Your task
Write out exactly the lines of the entries below, from the first through the line containing "[locate] low dense", and nothing beyond them.

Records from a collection
::::::::::
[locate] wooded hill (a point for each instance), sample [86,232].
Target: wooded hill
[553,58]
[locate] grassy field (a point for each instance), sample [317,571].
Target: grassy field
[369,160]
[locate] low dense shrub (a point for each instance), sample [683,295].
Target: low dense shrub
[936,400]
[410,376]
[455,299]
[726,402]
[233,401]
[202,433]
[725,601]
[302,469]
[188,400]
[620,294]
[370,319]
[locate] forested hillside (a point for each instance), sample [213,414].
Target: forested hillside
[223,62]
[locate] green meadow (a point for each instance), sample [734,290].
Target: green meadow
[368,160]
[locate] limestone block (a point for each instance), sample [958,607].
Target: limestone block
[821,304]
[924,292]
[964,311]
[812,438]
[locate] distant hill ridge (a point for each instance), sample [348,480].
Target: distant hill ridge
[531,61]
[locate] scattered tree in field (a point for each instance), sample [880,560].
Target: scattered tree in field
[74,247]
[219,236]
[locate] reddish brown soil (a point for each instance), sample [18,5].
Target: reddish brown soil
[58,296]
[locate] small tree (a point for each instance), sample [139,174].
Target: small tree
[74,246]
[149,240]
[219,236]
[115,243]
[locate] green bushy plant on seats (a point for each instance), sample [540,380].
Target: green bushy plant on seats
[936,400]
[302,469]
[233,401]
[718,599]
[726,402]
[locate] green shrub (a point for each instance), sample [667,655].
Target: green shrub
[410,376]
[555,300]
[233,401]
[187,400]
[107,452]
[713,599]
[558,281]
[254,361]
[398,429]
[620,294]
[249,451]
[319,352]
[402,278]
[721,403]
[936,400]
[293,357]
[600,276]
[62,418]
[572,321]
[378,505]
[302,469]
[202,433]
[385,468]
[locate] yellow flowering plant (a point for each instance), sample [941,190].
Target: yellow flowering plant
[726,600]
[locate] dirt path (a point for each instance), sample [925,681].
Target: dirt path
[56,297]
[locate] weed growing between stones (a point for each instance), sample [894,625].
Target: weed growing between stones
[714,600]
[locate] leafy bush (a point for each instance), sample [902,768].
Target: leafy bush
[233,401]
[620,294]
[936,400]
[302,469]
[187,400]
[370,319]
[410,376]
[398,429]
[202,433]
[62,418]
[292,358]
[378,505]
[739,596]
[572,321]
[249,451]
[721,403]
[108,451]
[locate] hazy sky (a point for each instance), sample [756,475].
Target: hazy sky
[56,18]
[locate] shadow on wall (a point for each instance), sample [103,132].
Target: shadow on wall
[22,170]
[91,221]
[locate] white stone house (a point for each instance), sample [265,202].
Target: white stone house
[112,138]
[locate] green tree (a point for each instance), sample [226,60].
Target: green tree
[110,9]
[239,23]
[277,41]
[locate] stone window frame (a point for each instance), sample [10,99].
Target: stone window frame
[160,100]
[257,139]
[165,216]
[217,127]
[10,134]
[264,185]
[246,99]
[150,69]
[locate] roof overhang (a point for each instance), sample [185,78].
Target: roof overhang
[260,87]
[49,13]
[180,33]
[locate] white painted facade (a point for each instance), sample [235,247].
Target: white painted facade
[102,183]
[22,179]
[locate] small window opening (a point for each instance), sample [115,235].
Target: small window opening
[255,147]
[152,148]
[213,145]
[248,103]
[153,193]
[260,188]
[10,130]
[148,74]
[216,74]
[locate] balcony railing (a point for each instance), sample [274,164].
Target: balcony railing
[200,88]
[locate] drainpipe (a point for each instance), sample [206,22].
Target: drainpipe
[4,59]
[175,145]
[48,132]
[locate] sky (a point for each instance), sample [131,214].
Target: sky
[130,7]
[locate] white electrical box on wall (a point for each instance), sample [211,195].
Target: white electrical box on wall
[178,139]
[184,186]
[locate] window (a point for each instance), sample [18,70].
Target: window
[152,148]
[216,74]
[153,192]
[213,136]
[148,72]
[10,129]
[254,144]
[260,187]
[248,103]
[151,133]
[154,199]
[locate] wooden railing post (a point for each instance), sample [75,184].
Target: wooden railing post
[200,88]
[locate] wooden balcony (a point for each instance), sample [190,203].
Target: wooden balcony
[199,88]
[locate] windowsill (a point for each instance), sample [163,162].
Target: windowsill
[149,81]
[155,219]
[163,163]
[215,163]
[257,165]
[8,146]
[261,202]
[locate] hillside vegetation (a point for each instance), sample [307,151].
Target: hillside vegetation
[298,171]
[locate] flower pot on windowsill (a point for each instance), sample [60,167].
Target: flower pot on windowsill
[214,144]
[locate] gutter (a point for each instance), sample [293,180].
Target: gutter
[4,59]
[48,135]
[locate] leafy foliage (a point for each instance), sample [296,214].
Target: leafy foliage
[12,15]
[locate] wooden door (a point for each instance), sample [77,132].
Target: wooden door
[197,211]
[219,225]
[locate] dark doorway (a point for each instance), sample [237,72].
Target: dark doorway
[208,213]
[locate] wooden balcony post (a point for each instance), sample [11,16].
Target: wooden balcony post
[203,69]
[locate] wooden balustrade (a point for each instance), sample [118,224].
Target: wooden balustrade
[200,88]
::::::::::
Result of the task
[locate] wooded hill (a point for each instance), sample [86,232].
Target: wooded hill
[553,58]
[locate] grassy field (a point for each instance), sample [317,571].
Target: grassy field
[369,160]
[locate] low dense shrub (a point for each instance), sample [683,295].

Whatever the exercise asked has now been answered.